* begin EXERCISE INPUTS *

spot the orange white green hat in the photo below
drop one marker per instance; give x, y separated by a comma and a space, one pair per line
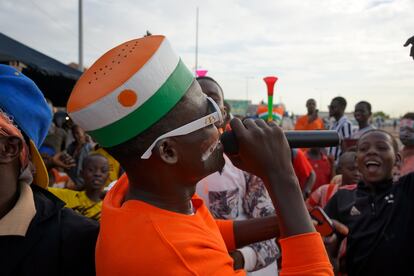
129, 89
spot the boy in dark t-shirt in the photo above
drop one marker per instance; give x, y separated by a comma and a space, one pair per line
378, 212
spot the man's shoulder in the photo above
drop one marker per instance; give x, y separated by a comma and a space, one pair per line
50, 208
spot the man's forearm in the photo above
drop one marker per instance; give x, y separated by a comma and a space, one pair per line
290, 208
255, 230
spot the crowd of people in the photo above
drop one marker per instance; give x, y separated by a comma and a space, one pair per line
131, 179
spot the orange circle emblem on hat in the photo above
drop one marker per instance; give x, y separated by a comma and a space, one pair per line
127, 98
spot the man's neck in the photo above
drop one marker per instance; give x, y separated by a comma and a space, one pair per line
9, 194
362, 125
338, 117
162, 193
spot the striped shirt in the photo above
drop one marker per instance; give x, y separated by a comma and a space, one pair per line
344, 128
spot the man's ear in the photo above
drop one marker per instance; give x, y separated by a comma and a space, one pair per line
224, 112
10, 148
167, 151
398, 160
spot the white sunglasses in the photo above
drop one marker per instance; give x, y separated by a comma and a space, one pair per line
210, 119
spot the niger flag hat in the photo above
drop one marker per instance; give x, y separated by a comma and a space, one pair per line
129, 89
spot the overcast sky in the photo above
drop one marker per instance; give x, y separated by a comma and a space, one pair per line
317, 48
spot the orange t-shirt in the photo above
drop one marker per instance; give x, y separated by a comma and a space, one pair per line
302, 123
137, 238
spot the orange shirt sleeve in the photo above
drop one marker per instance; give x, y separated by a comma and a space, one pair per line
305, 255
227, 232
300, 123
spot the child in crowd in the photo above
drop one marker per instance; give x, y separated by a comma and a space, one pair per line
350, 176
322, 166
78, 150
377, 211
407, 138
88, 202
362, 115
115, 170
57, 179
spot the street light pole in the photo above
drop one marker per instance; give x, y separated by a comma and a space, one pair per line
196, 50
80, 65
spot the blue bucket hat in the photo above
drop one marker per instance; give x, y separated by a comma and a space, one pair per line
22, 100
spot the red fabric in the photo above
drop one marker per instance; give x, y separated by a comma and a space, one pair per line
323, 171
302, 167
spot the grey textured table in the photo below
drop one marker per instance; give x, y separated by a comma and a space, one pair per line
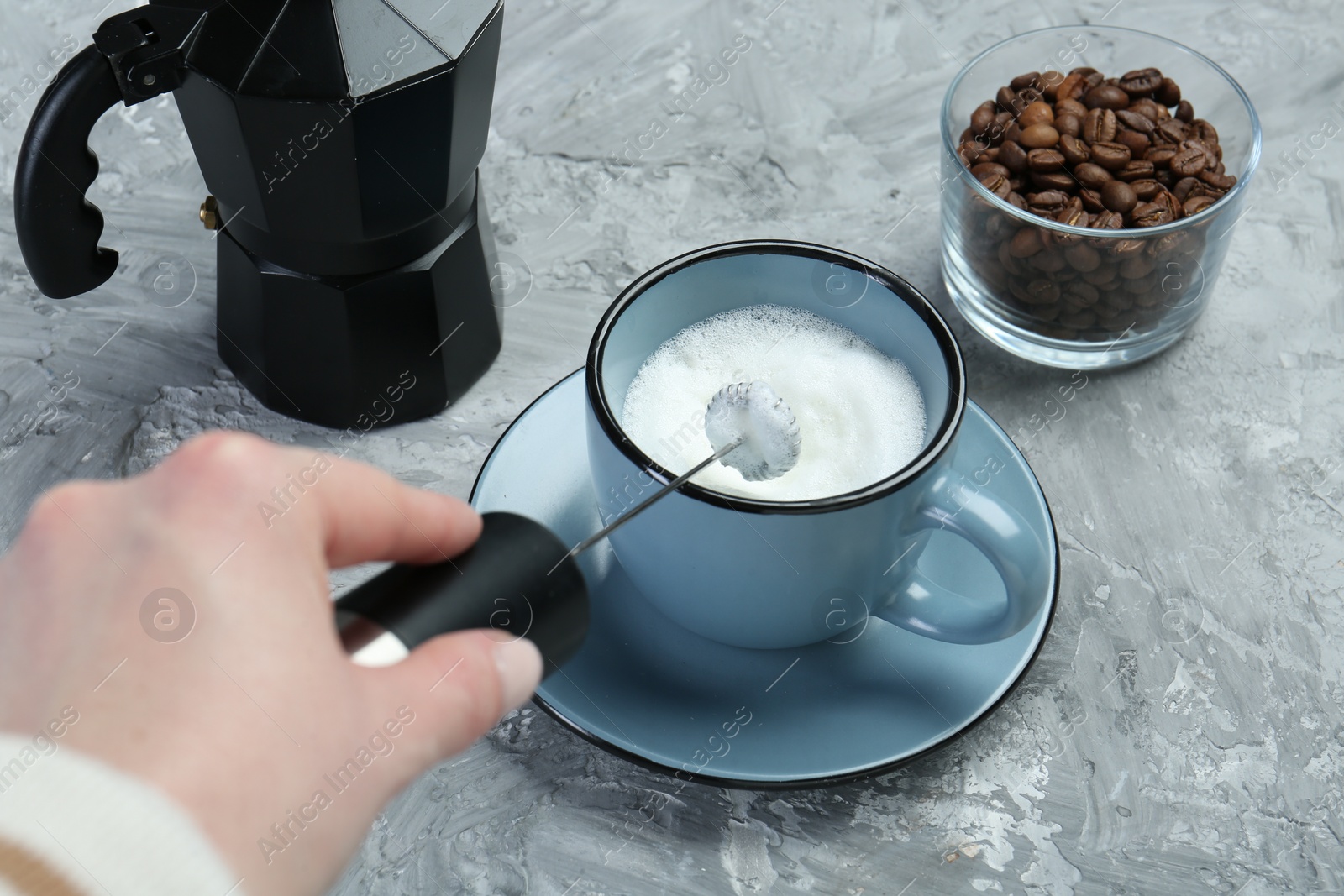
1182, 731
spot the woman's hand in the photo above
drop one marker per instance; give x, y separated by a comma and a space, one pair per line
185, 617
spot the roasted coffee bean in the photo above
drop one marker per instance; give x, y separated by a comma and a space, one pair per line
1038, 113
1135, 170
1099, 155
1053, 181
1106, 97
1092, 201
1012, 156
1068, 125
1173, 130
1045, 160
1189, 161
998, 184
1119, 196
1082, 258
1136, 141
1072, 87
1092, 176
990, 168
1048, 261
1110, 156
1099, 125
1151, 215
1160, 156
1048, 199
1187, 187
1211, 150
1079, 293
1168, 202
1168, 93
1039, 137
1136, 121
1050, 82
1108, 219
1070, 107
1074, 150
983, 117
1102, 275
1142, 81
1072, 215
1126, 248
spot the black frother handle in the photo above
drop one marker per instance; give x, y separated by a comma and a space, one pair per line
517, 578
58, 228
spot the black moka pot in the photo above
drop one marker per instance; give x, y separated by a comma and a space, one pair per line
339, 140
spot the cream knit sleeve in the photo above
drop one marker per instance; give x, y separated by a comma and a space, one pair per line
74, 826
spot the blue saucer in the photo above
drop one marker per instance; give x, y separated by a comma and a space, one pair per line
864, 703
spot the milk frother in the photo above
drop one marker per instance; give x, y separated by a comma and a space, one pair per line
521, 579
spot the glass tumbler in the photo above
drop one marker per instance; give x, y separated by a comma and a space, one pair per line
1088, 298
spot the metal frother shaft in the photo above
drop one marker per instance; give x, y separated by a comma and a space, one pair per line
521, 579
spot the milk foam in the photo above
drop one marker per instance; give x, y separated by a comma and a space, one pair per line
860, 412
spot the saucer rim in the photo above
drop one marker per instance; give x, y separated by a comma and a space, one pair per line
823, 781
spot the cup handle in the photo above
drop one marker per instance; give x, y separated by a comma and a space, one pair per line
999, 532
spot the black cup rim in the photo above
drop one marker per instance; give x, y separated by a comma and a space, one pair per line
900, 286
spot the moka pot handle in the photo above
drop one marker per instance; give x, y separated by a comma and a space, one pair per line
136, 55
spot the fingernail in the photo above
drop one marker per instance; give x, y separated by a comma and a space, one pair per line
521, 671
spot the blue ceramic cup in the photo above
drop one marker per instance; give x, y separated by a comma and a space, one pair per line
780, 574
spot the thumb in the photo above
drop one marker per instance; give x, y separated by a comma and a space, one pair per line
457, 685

* end EXERCISE INPUTS *

Retype the whole listing exactly and leave the pictures out.

spot the orange white green hat in the photo below
drop one marker per instance; give x, y separated by a comma and a space, one pair per line
129, 89
spot the boy in dark t-shirt in the photo above
drop one marker per instance; give x, y separated by a comma and a space, one pair per line
378, 212
spot the man's shoulder in the photo above
drop one marker per instance; give x, y separated by a comma and a space, one pair per line
50, 208
spot the man's forearm in the photo above
drop one marker per instance; give x, y separated by a comma and a space, one pair per line
290, 208
255, 230
spot the crowd of people in the photo above
drop one marker per instance; give x, y separated by a comma and a space, one pair per line
131, 179
spot the orange circle emblem on hat in the photo above
drop one marker per instance; give x, y separated by a comma and a space, one pair per line
127, 98
spot the man's neck in the photo above
drop one marker per instance; give x, y separated by a comma and a space, one pair per line
9, 194
362, 125
338, 117
162, 193
spot the striped shirt in the photo above
drop one marker per instance; give x, y separated by a comma and a space, one pair per line
344, 128
spot the man's ear in the photo above
drop one marker per instance; give x, y separated by a comma and a space, one pair per line
224, 112
10, 148
167, 151
398, 160
spot the white sunglasses in the photo above
drop one marker per instance; give x, y separated by a comma and a space, one pair per line
210, 119
spot the niger flag hat in the photo above
drop one marker per instance; give x, y separated by a comma and a space, one pair per line
129, 89
spot the overcast sky in the photo above
drop one marker per instance; give x, y separated by a comma and a space, one pair per line
317, 48
spot the orange t-shirt in the photo above
drop one marker per instance; give x, y separated by a comma and a space, one pair per line
302, 123
137, 238
spot the orange shirt sleeve in the photo above
drop one marker per instance; give x, y separated by a comma and a space, one pair per line
305, 255
227, 232
300, 123
spot the child in crowd in the photo above
drop one marker per instance; give x, y separated by a comma and a space, one pair per line
350, 176
322, 166
78, 150
377, 211
407, 138
88, 202
362, 115
115, 170
57, 179
spot the street light pole in the photo above
drop one marker per instance; give x, y separated by a comma and a space, one pair per line
196, 50
80, 65
spot the blue bucket hat in the photo above
drop one marker per instance; give x, y separated by a comma and a space, one pair per line
22, 100
spot the red fabric in the photo above
drop one marker per instance; give x, y separated by a comma and a space, one pair per line
323, 171
302, 167
spot the grey textured table in the photo below
drop one marker per instance; give x, y separated by a comma and a space, one pair per line
1182, 731
spot the woman's hand in the photo above
drop one marker per instance; give x, y separated by a comma and a space, one pair per line
185, 617
spot the roasted coffee bean in the photo above
drop one marker per instance; give x, y separated by a comma and a space, one pair per line
1038, 113
1135, 170
1099, 155
1053, 181
1106, 97
1092, 201
1012, 156
1068, 125
1173, 130
1045, 160
1189, 161
998, 184
1119, 196
1082, 258
1136, 141
1072, 87
1092, 176
990, 168
1048, 261
1110, 156
1099, 125
1151, 215
1160, 156
1048, 199
1187, 187
1211, 150
1079, 293
1168, 202
1168, 93
1039, 137
1136, 121
1050, 82
1108, 219
1070, 107
1074, 150
983, 117
1102, 275
1142, 81
1072, 215
1126, 248
spot the black frother handle in the photo above
drop one marker per instance; give x, y separated by a comma and a space, one pair per line
517, 578
58, 228
spot the black moka pot in the photo above
drop one marker per instance; give x, y separated by a comma and a space, one pair per line
339, 140
spot the cream knit sleeve in the photo above
drop one marker per instance; give x, y separated by a comma and a space, one pair per line
74, 826
spot the blue saucer in the photo above
drop one marker per instance; give x, y separated by a comma and a space, one pair per line
864, 703
spot the milk frother in the photo above
drop one marker per instance; give x, y separated by a comma and a space, one pair per line
521, 579
spot the glass tumbler in the photo above
drop one marker per instance; give x, y separated by a comma and a space, one pair per line
1088, 298
spot the metal frother shaft in the photo above
drop one marker per instance; give x, y separated by a comma and a space, one pair per line
521, 579
spot the milk foam in the photo above
drop one marker per instance; give x, y separated by a comma and a space, one pair per line
860, 412
spot the saucer rim in the photo above
drop one marker per instance; give x, y separated by a comma and a space, one pair per line
823, 781
spot the cup handle in the photo above
drop one marker per instance; give x, y separated by a comma and a space, one pair per line
999, 532
spot the black cup rim in the photo above
drop one marker per instance; give x, y separated by a comma and a space, one pair per line
900, 286
spot the moka pot handle in the photo above
drop one marker per instance; give x, y separated by a comma and a space, one pair per line
136, 55
spot the fingernail in the photo above
drop one marker per instance; give x, y separated by a comma and a space, one pair per line
521, 671
spot the blue ceramic cup in the photo above
drop one marker per instance; give x, y separated by a comma and a space, one pair per line
780, 574
spot the thumb in the photo above
drop one marker per instance; give x, y separated by a comma and a space, one pair per line
457, 685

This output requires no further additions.